··· Material shown

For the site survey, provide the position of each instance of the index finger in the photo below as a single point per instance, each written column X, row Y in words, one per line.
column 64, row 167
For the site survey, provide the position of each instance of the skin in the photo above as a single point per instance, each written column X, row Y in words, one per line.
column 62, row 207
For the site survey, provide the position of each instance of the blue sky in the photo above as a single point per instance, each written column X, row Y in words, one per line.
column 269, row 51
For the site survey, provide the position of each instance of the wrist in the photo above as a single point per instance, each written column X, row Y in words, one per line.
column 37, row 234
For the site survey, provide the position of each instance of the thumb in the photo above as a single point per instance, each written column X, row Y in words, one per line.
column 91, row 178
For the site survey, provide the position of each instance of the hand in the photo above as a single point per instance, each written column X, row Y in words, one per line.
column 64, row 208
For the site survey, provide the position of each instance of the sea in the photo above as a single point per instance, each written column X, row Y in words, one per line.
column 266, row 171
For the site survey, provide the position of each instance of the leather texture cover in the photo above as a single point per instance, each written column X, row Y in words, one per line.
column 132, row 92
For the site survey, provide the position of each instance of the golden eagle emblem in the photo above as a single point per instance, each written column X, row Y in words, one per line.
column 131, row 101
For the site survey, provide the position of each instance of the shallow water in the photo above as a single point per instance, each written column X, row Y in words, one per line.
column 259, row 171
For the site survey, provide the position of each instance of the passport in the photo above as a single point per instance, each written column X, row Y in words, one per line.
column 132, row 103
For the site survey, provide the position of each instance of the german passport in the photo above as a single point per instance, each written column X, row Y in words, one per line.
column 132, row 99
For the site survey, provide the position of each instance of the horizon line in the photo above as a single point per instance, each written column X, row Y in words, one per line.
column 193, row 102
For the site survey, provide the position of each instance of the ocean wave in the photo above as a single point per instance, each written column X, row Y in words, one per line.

······

◆ Short exercise ◆
Reproduce the data above in full, swapping each occurrence of "site survey" for "field survey" and keeping everything else unchanged.

◆ Solution to this exercise ◆
For the field survey, provide the position of each instance of the index finger in the photo below as a single point per instance, each written column X, row Y in words, one per line.
column 64, row 167
For the field survey, provide the position of each instance of the skin in the photo above as a single point per instance, each written column X, row Y in words, one per line.
column 62, row 207
For the field survey, provide the position of each instance of the blue sky in the photo above as a single point per instance, each written column X, row Y in words, one per line.
column 269, row 51
For the field survey, provide the position of each instance of the wrist in the photo above as a single point per instance, each written column X, row Y in words, one per line.
column 37, row 234
For the field survey, provide the position of each instance of the thumb in the photo above as a single point per instance, each written column X, row Y in words, one per line.
column 91, row 178
For the field survey, provide the position of each instance of the hand in the photo above as a single point per instance, each written column X, row Y in words, one per line.
column 64, row 208
For the field survey, provide the position of each instance of the sea in the photo above as a single point per instance, each written column X, row Y in words, one per line.
column 266, row 171
For the field survey, provide the position of each instance of the leather texture cover in the photo above as a single point per instance, each written column X, row Y in words, one per line.
column 132, row 92
For the field survey, provide the position of each instance of the golden eagle emblem in the photo above as a single point per instance, each written column X, row Y in words, one per line.
column 131, row 101
For the field survey, provide the position of each instance of the shallow water in the photo above as a single point per instance, each written column X, row Y in words, one per line.
column 259, row 171
For the field survey, provide the position of each instance of the passport in the photo above as a single point per instance, each written column X, row Y in words, one per line.
column 132, row 103
For the field survey, provide the position of each instance of the german passport in the photo above as a single point per instance, each written column X, row Y in words, one per line.
column 132, row 99
For the field survey, provide the position of each instance of the horizon line in the photo above as a single point per instance, each written column X, row Y in words, one per line.
column 193, row 102
For the field survey, provide the position of each instance of the ocean wave in the photo above as a single point per instance, each written column X, row Y in words, one per line.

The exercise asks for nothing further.